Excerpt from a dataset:
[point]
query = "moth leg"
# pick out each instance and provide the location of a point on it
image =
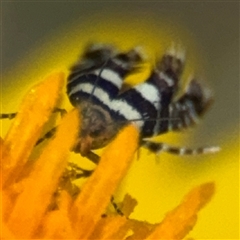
(13, 115)
(116, 207)
(8, 115)
(156, 148)
(62, 111)
(51, 132)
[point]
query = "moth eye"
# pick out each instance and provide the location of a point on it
(95, 133)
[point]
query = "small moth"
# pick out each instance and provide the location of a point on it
(96, 86)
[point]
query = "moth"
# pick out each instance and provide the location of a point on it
(96, 86)
(106, 104)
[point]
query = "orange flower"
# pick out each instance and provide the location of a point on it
(28, 189)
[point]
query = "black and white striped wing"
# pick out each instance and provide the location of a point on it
(100, 73)
(148, 102)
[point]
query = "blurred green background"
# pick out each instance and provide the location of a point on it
(39, 36)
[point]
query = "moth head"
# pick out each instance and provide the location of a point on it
(97, 128)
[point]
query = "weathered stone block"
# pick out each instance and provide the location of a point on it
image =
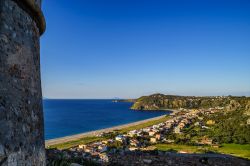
(21, 116)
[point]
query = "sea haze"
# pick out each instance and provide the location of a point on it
(68, 117)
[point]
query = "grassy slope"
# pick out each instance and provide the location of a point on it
(87, 140)
(231, 149)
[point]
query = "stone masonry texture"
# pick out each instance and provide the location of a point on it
(21, 116)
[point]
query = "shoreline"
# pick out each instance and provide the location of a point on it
(65, 139)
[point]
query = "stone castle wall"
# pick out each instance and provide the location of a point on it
(21, 116)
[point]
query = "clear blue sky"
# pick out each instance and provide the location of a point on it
(129, 48)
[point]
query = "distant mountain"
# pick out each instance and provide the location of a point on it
(161, 102)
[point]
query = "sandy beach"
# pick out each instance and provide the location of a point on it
(96, 132)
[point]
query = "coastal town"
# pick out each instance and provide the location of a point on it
(143, 139)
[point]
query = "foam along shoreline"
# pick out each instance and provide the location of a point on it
(97, 132)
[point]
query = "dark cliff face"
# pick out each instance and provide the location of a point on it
(21, 117)
(160, 101)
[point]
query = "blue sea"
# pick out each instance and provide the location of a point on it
(68, 117)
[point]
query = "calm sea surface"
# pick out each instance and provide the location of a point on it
(68, 117)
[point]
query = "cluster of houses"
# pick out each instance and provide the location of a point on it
(142, 139)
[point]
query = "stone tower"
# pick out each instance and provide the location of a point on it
(21, 116)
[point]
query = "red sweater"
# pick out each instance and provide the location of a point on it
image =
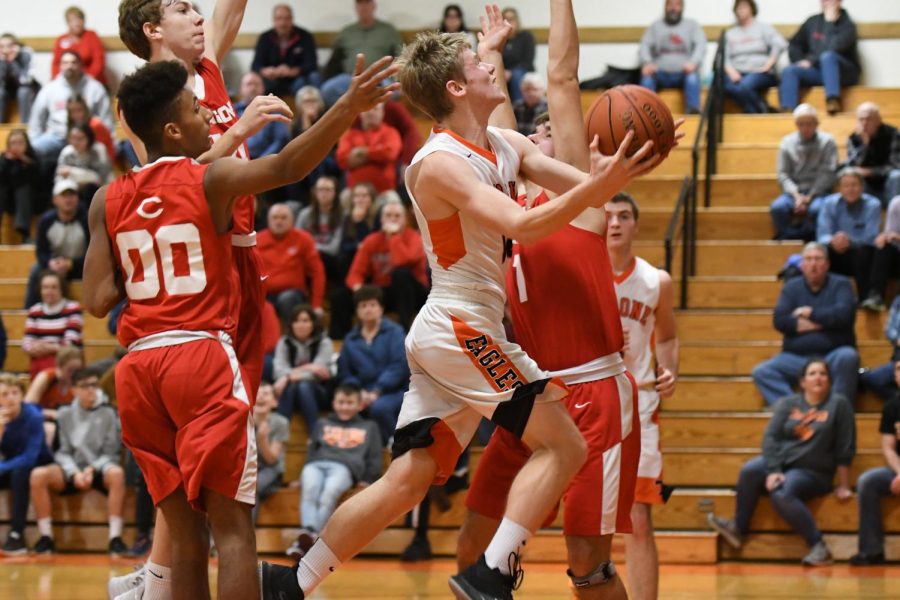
(89, 48)
(289, 262)
(378, 255)
(384, 146)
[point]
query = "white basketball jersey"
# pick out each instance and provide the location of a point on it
(462, 253)
(638, 292)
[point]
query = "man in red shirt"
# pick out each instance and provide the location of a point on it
(369, 153)
(290, 259)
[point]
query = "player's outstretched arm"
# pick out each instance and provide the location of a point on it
(102, 287)
(229, 177)
(222, 28)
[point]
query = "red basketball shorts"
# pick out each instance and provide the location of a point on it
(599, 498)
(247, 312)
(186, 416)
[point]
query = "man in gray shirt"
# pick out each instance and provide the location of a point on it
(671, 52)
(807, 161)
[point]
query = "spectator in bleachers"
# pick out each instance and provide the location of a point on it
(275, 134)
(82, 41)
(272, 433)
(874, 149)
(394, 260)
(322, 219)
(62, 239)
(344, 450)
(22, 448)
(671, 52)
(822, 52)
(367, 36)
(16, 77)
(807, 161)
(285, 55)
(811, 436)
(52, 323)
(881, 380)
(373, 357)
(84, 161)
(52, 389)
(887, 258)
(752, 49)
(88, 457)
(369, 153)
(848, 224)
(291, 261)
(518, 53)
(532, 103)
(815, 313)
(302, 366)
(79, 113)
(879, 482)
(18, 183)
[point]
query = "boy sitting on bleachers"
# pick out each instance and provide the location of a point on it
(345, 449)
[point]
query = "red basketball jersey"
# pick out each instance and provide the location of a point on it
(562, 298)
(209, 87)
(177, 269)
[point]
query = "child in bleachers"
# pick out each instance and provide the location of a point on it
(88, 457)
(344, 450)
(272, 432)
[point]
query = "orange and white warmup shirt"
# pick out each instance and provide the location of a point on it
(637, 289)
(462, 365)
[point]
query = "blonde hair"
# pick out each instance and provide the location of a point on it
(426, 65)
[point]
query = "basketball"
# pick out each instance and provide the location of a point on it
(635, 108)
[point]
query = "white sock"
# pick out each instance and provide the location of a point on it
(157, 582)
(509, 539)
(115, 527)
(45, 526)
(318, 563)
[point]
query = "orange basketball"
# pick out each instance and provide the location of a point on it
(630, 107)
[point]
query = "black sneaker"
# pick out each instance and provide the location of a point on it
(864, 560)
(15, 544)
(418, 549)
(44, 545)
(480, 582)
(117, 547)
(277, 582)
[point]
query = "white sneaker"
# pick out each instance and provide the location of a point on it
(123, 584)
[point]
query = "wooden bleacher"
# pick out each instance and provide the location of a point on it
(710, 427)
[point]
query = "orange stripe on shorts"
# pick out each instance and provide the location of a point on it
(497, 368)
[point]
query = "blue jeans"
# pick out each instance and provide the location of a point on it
(746, 92)
(776, 377)
(833, 71)
(871, 487)
(689, 83)
(800, 486)
(782, 212)
(323, 483)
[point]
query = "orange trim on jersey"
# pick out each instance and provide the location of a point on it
(627, 272)
(445, 451)
(447, 240)
(497, 368)
(473, 147)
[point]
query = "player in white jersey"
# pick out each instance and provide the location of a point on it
(462, 366)
(646, 307)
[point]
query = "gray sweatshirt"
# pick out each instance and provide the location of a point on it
(670, 47)
(807, 167)
(87, 438)
(748, 48)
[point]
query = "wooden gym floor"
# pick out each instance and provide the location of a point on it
(83, 577)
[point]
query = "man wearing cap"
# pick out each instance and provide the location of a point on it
(807, 161)
(62, 239)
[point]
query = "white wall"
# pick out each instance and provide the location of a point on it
(881, 68)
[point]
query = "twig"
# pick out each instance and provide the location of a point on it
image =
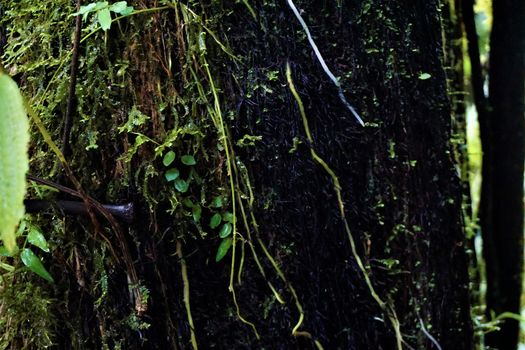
(323, 64)
(121, 211)
(68, 118)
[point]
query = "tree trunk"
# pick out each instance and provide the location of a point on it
(357, 229)
(503, 145)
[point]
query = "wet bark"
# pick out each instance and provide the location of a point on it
(503, 146)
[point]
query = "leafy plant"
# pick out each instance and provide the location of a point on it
(102, 11)
(14, 160)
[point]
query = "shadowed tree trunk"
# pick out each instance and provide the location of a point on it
(503, 146)
(208, 79)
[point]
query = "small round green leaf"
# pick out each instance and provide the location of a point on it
(215, 220)
(118, 7)
(34, 264)
(168, 158)
(188, 203)
(217, 202)
(104, 18)
(172, 174)
(223, 248)
(181, 185)
(225, 231)
(228, 217)
(188, 160)
(196, 212)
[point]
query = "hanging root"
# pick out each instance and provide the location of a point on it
(389, 311)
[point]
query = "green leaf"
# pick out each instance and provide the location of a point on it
(181, 185)
(228, 217)
(215, 220)
(168, 158)
(34, 264)
(118, 7)
(127, 11)
(4, 252)
(223, 248)
(197, 212)
(188, 203)
(217, 202)
(100, 5)
(225, 231)
(104, 18)
(85, 10)
(36, 238)
(172, 174)
(14, 161)
(188, 160)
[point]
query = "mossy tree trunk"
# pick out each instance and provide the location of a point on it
(208, 80)
(503, 157)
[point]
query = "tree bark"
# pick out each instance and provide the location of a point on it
(502, 215)
(396, 189)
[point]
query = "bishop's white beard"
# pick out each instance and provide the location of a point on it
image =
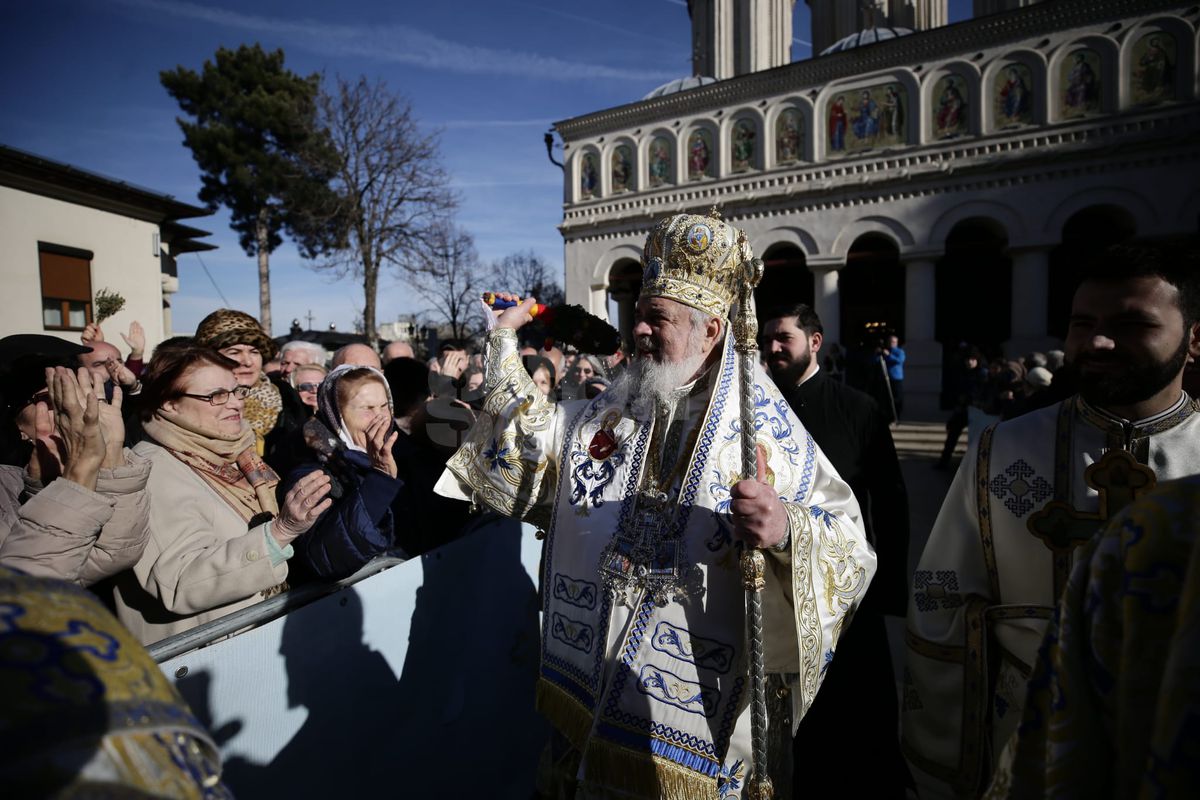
(647, 382)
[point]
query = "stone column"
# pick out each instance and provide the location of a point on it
(1031, 289)
(923, 361)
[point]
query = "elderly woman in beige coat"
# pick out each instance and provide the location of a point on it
(219, 540)
(78, 510)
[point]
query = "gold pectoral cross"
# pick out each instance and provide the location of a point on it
(1119, 480)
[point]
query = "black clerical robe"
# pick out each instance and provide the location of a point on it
(859, 689)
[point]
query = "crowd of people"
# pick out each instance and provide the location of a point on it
(187, 482)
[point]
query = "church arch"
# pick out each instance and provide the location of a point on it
(871, 290)
(1001, 109)
(975, 288)
(1133, 50)
(624, 284)
(742, 142)
(621, 166)
(1141, 212)
(787, 235)
(604, 265)
(780, 118)
(887, 227)
(660, 154)
(1085, 233)
(786, 278)
(826, 140)
(1001, 215)
(587, 174)
(936, 122)
(1107, 74)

#### [Instructions for the task]
Count the lines in the records above that contain the string "green". What number do you get? Reply with the number alone.

#### [Written response]
3